* [BLOCO DE TEXTO]:
-=-=-=-=-

Por Diana Assunção
Na última terça-feira, dia 26 de março, os Coletivos Feministas Garçes e ROSA, junto ao Coletivo de Estudantes Solidários aos Trabalhadores em Luta, organizaram na Escola de Ciência Política de Paris, França, um importante debate com o tema « Mulher e Trabalho: a luta segue! ».
Na mesa estavam Severine, trabalhadora demitida do grupo 3 Suisses e militante do Coletivo Licenci’elles, Diana Assunção, diretora do Sindicato dos Trabalhadores da Universidade de São Paulo (Sintusp) do Brasil e militante do grupo de mulheres Pão e Rosas ademais de Sarah do Coletivo de Estudantes Solidários aos Trabalhadores em Luta e do grupo feminista francês ROSA.
As intervenções de Severine e Diana colocaram experiências concretas de luta das trabalhadoras para pensar o tema de gênero na luta de classes. Severine relatou todo o processo de organização das mulheres do grupo 3 Suisses e a necessidade que encontraram de unir-se a outros trabalhadores em luta, como os operários da Goodyear e da PSA Aulnay.
Diana, a partir da experiência das trabalhadoras precárias no Brasil, que está retratado em seu livro « A Precarização tem rosto de mulher », defendeu uma visão marxista revolucionária sobre o tema da opressão e a necessidade de lutar de forma combinada contra a exploração capitalista. Com mais de 70 pessoas passando pelo debate, fez-se uma importante discussão que expressa os principais debates do fmeinismo francês: há uma classe burguesa e uma operária, ou há uma classe de mluheres e uma classe de homens? Severine, a partir de sua luta, demonstrou como a unidade concreta entre mulheres e homens trabalhadores, lutando contra todos os preconceitos na própria classe operária, é o caminho para levar as lutas até a vitória.
Diana colocou categoricamente que o que define uma classe é sua localização na produção, e que portanto há uma classe que é dona dos meios de produção, e que essa classe não é formada somente por homens. As feministas burguesas que defendem a unidade d einteresses entre todas as mulheres teriam que explicar como, por exemplo Hillary Clinton poderia fazer uma aliança com as mulheres do Oriente Médio que vivem sob a intervenção imperialista de seu país. Diana terminou dizendo que era utopia pensar na emancipação das mulheres enquanto se mantinha uma sociedade baseada na exploração, e que na França as mulheres tinham as melhores tradições para resgatar hoje, como das combatentes da Comuna de Paris, que além de lutar por seus direitos como mulheres, foram parte da luta por impor a primeira experiência de poder da classe operária da história.

-=-=-=-=-

Dados coletados:
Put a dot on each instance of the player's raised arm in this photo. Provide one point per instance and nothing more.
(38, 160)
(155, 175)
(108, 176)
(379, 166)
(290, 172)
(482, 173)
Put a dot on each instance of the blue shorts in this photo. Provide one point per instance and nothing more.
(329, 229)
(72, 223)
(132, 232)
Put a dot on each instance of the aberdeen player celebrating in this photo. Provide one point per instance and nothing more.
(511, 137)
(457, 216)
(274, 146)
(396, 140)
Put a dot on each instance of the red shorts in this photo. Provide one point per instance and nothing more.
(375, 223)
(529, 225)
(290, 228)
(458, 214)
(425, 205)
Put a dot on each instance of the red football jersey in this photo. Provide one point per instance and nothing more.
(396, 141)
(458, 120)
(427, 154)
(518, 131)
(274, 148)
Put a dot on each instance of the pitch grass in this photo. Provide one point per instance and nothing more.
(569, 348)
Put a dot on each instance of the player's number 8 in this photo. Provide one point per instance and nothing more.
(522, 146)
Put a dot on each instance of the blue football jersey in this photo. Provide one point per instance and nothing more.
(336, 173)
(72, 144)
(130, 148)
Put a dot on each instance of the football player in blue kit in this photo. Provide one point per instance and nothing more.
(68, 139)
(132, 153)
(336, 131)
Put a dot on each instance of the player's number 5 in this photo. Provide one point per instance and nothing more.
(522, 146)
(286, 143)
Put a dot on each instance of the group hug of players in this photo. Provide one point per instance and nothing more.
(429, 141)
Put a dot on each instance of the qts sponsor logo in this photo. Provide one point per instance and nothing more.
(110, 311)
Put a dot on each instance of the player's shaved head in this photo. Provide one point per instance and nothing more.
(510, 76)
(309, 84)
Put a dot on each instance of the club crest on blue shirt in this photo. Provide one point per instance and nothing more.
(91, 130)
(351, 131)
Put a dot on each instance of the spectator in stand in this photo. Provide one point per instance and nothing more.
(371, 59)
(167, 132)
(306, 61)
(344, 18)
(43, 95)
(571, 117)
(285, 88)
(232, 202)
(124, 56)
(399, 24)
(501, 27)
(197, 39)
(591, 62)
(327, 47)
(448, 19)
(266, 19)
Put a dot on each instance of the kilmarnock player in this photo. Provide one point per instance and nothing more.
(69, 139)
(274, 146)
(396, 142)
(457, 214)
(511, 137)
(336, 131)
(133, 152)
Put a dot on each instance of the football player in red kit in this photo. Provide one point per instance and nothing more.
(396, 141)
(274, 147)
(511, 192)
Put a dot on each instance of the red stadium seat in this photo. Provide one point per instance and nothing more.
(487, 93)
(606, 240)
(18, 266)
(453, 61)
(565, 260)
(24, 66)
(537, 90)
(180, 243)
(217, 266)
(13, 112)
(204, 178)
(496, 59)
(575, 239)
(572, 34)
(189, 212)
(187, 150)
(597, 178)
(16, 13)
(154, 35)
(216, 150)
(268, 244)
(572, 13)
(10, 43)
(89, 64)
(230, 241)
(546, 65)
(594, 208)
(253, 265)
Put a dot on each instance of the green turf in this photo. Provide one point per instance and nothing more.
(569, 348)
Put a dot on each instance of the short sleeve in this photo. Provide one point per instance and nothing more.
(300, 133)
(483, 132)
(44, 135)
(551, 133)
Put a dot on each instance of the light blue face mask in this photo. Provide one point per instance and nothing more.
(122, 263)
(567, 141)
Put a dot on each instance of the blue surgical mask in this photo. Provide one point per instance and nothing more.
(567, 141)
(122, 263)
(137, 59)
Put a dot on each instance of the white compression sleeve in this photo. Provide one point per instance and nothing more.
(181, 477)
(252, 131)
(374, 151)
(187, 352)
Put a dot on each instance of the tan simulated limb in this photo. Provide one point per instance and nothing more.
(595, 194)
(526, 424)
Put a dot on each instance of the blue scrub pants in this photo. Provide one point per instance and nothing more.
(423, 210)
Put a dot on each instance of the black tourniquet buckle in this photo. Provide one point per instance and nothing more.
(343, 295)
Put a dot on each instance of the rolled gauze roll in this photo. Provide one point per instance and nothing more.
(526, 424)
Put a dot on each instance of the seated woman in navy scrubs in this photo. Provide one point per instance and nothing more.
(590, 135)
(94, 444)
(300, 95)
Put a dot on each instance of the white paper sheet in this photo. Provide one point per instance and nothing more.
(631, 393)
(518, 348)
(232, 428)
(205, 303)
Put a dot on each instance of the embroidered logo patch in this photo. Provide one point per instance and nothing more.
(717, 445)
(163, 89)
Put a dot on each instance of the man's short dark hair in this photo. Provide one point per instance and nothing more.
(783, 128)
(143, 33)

-=-=-=-=-

* [REQUISITOS DO EXERCÍCIO]:
(A) No texto sobre o debate em Paris, em qual escola o debate foi organizado?
(B) Escreva a continuação do texto sobre o debate em Paris a partir do ponto em que ele termina.
Os dados foram obtidos de uma fonte diferente.

* [RESPOSTAS DAS TAREFAS]:
(A) Na Escola de Ciência Política de Paris.

(B)
A estudante Sarah interveio chamando todos os estudantes a aliar-se à classe operária, apoiando suas lutas, e lutando junto às mulheres trabalhadoras para conquistar todos os nossos direitos.
Entrevista com Séverine, ex-trabalhadora de 3 Suisses
e membro das Licenci'elles
« Pensavam que o assunto acabaria rapidamente. Certamente porque éramos mulheres, dispersas, não-organizadas. [...] Hoje, lutamos por nossa dignidade»
« Pensavam que o assunto acabaria rapidamente. Certamente porque éramos mulheres, dispersas, não-organizadas. [...] Hoje, lutamos por nossa dignidade»
No
fim de janeiro de 2012, o grupo 3 Suisses decide fechar as 35 lojas
distribuídas por toda a França para se concentrar nas vendas pela internet e
por correspondência. Nessa marcha, são 149 trabalhadorxs que deverão ser
demitidxs, a despeito dos lucros colossais registrados pelo grupo Otto. 68
trabalhadorxs se opuseram a essas demissões e decidiram lançar um combate
diante do tribunal do trabalho. Ao mesmo tempo, fundam a associação
Licenci’elles para sustentar sua luta e propor a outras mulheres assalariadas
que encontram as mesmas dificuldades de isolamento e precariedade, um quadro de
organização e de apoio. Hoje, perto de uma centena, as Licenci'elles fazem
barulho na mídia e se unem às lutas atuais como a dos trabalhadores da
Goodyear. Séverine de Licenci'elles, ex-trabalhadora de 3 Suisses, nos conta o
percurso dos combatentes.
Révolution Permanente: Em quais condições ficou
você sabendo do projeto de fechamento das lojas 3Suisses e de tua demissão?
À época, eu era responsável pela loja
em Saint-Etienne. Havia então 35 pontos de venda e 152 empregados envolvidos
(147 mulheres e 2 homens). Já em 2009, tinham-se tornado 850 pessoas e somente
36 foram atacadas. Éramos os próximos na lista. E ela não parava de se estender
com o anúncio de uma nova deslocalização daquilo que resta dos centros de
chamada.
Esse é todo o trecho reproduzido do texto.